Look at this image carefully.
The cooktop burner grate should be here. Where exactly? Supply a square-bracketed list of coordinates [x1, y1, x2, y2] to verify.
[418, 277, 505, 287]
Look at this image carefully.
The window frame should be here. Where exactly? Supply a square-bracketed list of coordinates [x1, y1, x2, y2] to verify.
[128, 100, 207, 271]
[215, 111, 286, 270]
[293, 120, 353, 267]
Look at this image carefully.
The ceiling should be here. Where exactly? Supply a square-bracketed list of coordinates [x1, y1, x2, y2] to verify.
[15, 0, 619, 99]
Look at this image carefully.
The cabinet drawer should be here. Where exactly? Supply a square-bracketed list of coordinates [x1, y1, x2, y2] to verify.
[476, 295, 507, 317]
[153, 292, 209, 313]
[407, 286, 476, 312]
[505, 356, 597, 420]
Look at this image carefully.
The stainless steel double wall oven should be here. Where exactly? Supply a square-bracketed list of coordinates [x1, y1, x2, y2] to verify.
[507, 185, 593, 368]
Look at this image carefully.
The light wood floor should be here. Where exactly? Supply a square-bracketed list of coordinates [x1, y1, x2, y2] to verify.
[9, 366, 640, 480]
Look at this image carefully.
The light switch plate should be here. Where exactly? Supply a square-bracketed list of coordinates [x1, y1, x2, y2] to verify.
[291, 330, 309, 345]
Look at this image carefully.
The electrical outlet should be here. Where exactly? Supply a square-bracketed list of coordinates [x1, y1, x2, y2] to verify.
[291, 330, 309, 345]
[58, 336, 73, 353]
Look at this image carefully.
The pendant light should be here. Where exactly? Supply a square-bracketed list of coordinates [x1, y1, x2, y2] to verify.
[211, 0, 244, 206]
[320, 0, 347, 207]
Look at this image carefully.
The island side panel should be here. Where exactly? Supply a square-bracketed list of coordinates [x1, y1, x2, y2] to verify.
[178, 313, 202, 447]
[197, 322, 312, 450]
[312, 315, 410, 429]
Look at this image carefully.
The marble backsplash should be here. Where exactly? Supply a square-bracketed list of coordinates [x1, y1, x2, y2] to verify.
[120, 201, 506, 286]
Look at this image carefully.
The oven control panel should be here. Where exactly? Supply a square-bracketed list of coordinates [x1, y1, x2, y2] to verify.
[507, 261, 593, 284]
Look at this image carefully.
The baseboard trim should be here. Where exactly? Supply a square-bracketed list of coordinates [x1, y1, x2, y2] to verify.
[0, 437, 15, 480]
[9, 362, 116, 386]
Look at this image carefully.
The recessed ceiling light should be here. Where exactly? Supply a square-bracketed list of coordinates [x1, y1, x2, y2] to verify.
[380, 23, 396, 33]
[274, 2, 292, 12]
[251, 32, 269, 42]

----------------------------------------

◆ **What is required**: Copy out all the rows above again word for word, without changing anything.

◆ **Response to the task**:
Look at this image carefully.
The cooktop burner grate should be here. Where exactly? Supply a square-bracketed list of coordinates [x1, y1, x2, y2] to verify.
[418, 277, 505, 287]
Look at this image carefully.
The window frame should be here. Where exactly? Supply a square-bracketed list of coordinates [x1, y1, x2, y2] to verify.
[128, 100, 207, 271]
[215, 111, 286, 270]
[293, 120, 353, 267]
Look at this image carefully.
The ceiling should be here. Where exactly? Supply a square-bracketed list of coordinates [x1, y1, x2, y2] to verify.
[15, 0, 619, 99]
Look at this image carefully.
The cabinet drawer should be here. Where exactly? Supply a square-bracketed list of coordinates [x1, y1, x2, y2] to verify.
[476, 295, 507, 317]
[153, 292, 209, 313]
[407, 286, 476, 312]
[505, 356, 597, 420]
Look at this image carefully.
The stainless steel double wall oven should be here. Where exactly? Supply a square-bracketed list of coordinates [x1, y1, x2, y2] to verify.
[507, 185, 593, 368]
Look at this image carefully.
The light wood floor should be here. Where exactly? Supply a square-bracketed list of coordinates [x1, y1, x2, y2] to verify.
[9, 366, 640, 480]
Look at this image carefully.
The light switch plate should be here. Where exactly? Supply a square-bracketed list of coordinates [x1, y1, x2, y2] to verify.
[291, 330, 309, 345]
Look at this image carefully.
The electrical outlet should be here. Where exactly? Supply a square-bracketed list of coordinates [x1, y1, x2, y2] to verify.
[291, 330, 309, 345]
[58, 336, 73, 353]
Look at this image carefully.
The pendant light should be here. Where exactly? Supply a square-bracketed list of coordinates [x1, y1, x2, y2] to verify.
[211, 0, 244, 206]
[320, 0, 347, 207]
Look at this image carefully.
The island side panel should be here. Where exactly? Supply a square-bracketed list of coordinates [x1, y1, x2, y2] to verify.
[178, 313, 202, 447]
[197, 322, 312, 450]
[312, 315, 410, 429]
Look at this image carefully.
The marble backsplash should be here. Where exactly? Supply a square-bracketed list of coordinates [x1, y1, x2, y2] to verify.
[120, 201, 506, 286]
Look at this image carefully.
The oven control panel should be here. Where exactly? Supply a square-bracketed list of coordinates [x1, y1, x2, y2] to verify.
[507, 261, 593, 284]
Look at this image carefully.
The baseboard trim should be here. Where exactly? Supply a square-bracketed list of coordinates [x1, y1, x2, y2] to verify.
[0, 437, 15, 480]
[9, 362, 116, 386]
Look at this image carefully.
The recessed ceiling light should be here. Where exactly? Supply a square-bracketed list of coordinates [x1, y1, x2, y2] to verify.
[380, 23, 396, 33]
[274, 2, 292, 12]
[251, 32, 269, 42]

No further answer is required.